## [Selected passage]
----

Aims: Clinical trials showed contradictory results in functional recovery after intracoronary infusion of autologous mononuclear (bone marrow) cells in patients with acute myocardial infarction. A recent study suggests that this might be related to the isolation protocol used. In The Netherlands, a comparable randomised multicentre trial (HEBE) was designed. To validate the isolation method of bone marrow and peripheral blood-derived mononuclear cells, we compared our processing protocol with methods comparable to the ASTAMI (no beneficial effect) and the REPAIR-AMI study (beneficial effect).
Methods and results: The effect of several factors (density gradient, washing buffer and centrifugation speed) has been studied on recovery and function (migration and clonogenic capacity) of mononuclear cells. Significantly lower cell recoveries were found at a centrifugation speed of 250 g, compared to 600 or 800 g, respectively. Furthermore, washing buffer without supplemented human serum albumin and heparin resulted in significantly lower cell recovery and functional impairment as measured by clonogenic capacity.

----

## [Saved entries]
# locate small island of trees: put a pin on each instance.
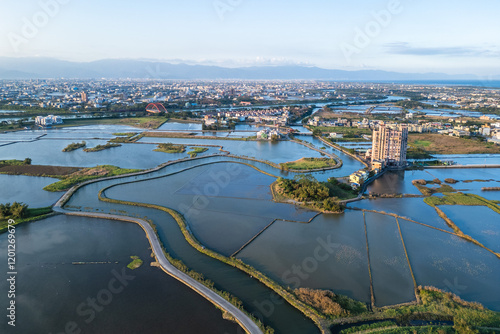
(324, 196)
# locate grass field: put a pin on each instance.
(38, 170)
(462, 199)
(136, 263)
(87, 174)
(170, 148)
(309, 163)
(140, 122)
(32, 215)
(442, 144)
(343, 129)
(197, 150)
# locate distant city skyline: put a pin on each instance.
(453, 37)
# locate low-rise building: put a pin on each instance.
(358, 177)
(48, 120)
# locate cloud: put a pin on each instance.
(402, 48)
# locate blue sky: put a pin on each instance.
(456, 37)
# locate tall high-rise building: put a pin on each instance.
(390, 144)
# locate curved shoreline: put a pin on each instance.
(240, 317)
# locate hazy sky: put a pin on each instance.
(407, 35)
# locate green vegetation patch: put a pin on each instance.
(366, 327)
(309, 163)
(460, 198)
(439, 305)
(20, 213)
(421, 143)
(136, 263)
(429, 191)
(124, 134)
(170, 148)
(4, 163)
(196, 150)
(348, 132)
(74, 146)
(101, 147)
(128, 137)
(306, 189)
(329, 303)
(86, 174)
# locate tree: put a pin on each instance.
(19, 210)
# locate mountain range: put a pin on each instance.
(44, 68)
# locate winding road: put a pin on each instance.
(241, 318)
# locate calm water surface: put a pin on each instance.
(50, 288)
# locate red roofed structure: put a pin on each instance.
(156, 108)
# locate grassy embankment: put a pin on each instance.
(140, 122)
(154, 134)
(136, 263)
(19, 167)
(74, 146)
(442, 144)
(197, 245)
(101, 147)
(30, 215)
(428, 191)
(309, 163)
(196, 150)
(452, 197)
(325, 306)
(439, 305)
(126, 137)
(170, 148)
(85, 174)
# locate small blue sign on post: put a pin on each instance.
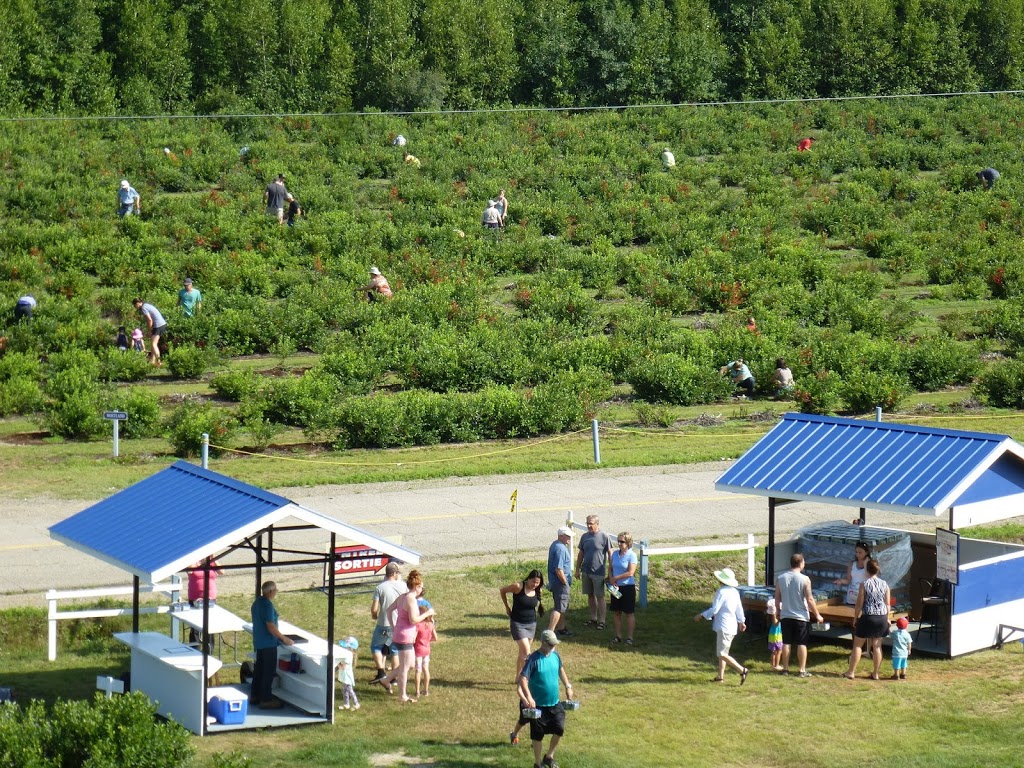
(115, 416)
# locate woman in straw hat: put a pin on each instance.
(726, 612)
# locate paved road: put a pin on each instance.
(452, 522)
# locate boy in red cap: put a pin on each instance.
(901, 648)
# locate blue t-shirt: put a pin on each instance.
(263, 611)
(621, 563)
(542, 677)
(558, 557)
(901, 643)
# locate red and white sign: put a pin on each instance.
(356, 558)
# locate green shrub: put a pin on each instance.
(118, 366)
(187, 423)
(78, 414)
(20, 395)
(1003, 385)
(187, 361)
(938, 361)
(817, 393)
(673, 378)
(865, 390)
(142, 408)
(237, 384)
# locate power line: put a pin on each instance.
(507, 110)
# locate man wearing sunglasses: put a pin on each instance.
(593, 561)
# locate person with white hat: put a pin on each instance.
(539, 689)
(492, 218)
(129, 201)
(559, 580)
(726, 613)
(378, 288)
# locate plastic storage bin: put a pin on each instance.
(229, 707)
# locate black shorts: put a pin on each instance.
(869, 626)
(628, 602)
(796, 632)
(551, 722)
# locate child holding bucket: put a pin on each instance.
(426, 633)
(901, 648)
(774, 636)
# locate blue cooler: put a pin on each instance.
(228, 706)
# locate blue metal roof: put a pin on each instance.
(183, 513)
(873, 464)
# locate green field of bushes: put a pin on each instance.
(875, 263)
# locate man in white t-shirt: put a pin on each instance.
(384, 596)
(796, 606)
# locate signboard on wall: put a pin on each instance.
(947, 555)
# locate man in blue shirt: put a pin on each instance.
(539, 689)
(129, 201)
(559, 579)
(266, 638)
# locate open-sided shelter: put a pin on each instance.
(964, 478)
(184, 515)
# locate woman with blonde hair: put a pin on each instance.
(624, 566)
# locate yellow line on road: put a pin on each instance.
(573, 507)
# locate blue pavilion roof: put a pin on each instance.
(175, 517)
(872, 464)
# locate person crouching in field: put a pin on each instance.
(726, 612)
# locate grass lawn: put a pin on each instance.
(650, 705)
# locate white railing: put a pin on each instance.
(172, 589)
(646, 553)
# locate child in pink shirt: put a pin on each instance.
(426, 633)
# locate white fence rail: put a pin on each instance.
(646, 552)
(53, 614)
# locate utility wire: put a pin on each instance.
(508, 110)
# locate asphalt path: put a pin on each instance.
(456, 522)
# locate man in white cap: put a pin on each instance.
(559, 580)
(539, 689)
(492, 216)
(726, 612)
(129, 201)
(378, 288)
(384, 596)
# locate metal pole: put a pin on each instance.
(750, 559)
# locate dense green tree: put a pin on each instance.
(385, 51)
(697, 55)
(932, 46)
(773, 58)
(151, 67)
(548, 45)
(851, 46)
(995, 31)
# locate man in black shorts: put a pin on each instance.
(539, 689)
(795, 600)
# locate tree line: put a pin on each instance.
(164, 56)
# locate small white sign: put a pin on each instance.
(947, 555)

----

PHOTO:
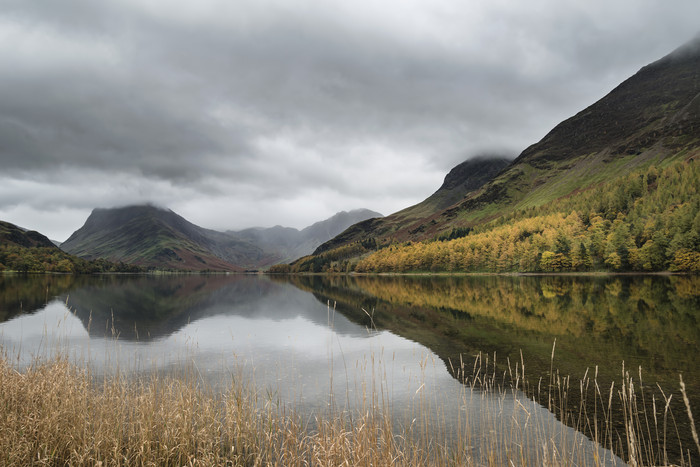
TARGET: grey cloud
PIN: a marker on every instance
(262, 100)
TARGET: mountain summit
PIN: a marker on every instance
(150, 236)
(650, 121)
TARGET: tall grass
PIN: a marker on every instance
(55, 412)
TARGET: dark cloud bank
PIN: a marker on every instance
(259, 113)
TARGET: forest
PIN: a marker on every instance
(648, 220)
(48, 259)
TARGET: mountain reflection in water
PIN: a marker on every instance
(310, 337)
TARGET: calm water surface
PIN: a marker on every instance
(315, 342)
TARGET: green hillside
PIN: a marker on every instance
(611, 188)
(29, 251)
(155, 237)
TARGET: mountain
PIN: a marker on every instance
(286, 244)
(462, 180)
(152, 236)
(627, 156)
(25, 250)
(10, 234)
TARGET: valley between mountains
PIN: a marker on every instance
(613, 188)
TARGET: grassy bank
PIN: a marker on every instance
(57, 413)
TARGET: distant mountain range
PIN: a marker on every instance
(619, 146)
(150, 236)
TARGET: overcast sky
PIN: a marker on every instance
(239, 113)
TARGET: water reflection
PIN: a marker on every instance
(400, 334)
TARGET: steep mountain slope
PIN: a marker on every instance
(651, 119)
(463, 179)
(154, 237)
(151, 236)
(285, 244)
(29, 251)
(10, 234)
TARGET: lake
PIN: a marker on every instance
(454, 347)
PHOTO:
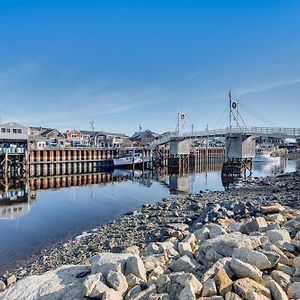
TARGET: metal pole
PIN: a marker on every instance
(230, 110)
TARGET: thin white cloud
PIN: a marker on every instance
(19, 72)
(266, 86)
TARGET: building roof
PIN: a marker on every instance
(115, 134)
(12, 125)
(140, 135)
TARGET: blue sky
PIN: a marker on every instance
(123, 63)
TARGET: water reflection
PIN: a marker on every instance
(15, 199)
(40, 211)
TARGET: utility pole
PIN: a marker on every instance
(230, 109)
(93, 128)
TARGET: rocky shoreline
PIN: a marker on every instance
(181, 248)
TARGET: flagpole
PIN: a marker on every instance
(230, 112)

----

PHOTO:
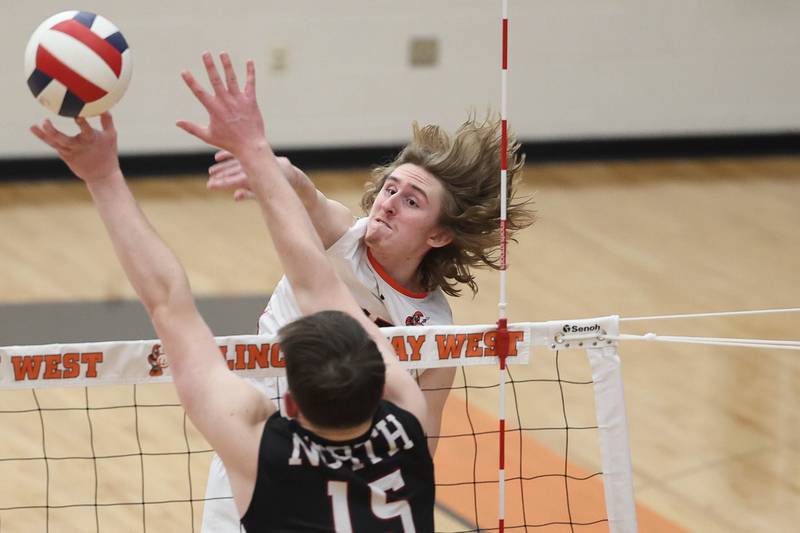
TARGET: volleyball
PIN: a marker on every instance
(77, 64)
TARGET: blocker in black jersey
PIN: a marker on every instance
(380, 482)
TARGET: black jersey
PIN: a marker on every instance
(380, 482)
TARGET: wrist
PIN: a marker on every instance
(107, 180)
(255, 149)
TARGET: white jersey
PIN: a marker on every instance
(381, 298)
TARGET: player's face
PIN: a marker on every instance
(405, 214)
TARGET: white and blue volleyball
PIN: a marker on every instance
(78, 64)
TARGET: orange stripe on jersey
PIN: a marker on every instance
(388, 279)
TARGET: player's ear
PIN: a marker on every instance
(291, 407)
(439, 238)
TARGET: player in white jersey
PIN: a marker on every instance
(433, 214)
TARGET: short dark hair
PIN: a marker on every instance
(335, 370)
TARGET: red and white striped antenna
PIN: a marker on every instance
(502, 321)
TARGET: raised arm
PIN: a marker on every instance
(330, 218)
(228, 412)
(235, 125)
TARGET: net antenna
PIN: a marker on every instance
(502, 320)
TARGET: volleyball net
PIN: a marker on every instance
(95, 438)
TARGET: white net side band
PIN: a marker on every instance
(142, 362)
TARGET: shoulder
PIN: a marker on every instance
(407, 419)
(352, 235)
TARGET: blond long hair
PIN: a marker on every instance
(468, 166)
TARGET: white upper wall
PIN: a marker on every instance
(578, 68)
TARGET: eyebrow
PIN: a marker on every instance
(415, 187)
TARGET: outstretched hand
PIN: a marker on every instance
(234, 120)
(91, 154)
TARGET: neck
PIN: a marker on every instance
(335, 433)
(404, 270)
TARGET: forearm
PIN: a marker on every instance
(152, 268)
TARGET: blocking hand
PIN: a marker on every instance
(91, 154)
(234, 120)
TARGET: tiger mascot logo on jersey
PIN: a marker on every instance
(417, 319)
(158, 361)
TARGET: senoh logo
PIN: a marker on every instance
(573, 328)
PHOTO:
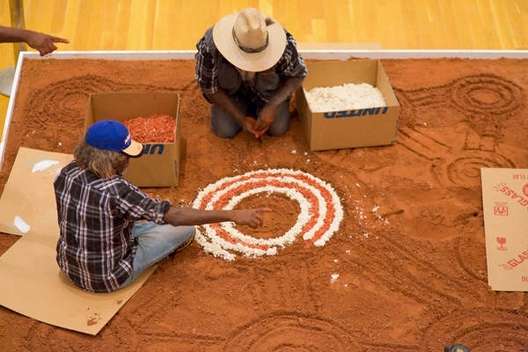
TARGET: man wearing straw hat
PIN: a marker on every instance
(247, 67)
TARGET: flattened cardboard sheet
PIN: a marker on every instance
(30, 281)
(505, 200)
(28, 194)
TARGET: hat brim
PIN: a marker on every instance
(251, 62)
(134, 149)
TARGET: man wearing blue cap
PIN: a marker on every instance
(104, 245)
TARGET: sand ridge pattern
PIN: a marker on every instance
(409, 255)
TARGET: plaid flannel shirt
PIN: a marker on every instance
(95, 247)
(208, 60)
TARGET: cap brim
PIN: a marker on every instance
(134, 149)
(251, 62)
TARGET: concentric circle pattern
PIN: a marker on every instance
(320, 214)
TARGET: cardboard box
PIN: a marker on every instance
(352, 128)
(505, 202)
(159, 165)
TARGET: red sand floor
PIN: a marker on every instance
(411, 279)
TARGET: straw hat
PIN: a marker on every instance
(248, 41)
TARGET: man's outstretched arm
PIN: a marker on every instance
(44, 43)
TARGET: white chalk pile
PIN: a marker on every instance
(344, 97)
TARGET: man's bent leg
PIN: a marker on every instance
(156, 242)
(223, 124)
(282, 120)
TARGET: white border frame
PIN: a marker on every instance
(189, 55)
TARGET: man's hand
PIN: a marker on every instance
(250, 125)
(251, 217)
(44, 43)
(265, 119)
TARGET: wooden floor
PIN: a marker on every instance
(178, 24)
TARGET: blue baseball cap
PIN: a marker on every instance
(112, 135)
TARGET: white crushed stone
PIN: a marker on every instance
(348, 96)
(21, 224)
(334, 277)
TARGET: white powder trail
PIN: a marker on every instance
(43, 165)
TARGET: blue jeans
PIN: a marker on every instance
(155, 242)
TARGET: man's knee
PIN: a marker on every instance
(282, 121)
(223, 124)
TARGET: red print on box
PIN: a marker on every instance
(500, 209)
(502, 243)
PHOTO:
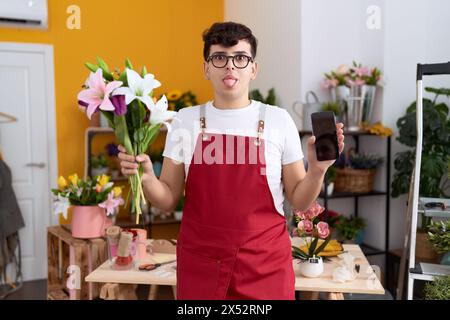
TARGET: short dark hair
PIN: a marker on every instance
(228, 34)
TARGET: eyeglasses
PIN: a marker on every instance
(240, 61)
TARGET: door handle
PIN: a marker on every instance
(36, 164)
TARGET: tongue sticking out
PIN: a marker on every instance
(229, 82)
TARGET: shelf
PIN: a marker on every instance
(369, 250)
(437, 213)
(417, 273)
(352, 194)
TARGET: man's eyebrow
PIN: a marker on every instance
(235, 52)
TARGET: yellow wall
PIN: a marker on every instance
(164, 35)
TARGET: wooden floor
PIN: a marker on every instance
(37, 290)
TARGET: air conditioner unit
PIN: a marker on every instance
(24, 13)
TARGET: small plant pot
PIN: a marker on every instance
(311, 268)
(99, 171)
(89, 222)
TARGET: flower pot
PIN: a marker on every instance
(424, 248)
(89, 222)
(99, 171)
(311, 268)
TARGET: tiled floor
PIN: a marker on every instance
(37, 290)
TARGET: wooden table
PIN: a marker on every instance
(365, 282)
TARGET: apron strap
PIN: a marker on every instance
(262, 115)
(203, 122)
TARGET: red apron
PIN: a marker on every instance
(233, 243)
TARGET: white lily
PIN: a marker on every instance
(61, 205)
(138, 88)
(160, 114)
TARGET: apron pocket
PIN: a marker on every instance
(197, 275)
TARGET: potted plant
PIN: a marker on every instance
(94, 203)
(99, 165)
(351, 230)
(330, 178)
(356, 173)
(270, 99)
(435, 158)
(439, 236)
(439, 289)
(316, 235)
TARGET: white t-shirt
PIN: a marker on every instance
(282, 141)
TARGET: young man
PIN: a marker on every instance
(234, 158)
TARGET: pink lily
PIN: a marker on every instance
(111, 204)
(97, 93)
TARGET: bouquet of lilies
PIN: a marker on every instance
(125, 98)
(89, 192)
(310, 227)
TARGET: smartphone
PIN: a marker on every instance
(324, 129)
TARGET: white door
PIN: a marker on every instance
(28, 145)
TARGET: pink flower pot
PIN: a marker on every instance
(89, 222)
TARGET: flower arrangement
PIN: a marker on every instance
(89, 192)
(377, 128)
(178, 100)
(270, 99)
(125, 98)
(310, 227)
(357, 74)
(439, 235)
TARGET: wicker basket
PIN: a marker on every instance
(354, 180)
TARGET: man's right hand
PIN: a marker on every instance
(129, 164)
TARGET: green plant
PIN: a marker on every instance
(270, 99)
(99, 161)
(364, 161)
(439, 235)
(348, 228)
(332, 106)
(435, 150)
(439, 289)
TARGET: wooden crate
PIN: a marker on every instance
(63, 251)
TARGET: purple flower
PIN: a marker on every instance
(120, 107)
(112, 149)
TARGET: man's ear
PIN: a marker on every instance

----

## [Prompt A]
Answer these questions from the cell isolation summary:
(i) What is the name of the randomized multicenter trial designed in The Netherlands?
(ii) Which comparison study showed a beneficial effect?
(iii) At what centrifugation speed were significantly lower cell recoveries found?
## [Prompt B]
Repeat word for word the part of the cell isolation summary that opens with the words containing "Methods and results: The" and closes with "by clonogenic capacity.".

## [Problem solution A]
(i) HEBE
(ii) REPAIR-AMI
(iii) 250 g

## [Problem solution B]
Methods and results: The effect of several factors (density gradient, washing buffer and centrifugation speed) has been studied on recovery and function (migration and clonogenic capacity) of mononuclear cells. Significantly lower cell recoveries were found at a centrifugation speed of 250 g, compared to 600 or 800 g, respectively. Furthermore, washing buffer without supplemented human serum albumin and heparin resulted in significantly lower cell recovery and functional impairment as measured by clonogenic capacity.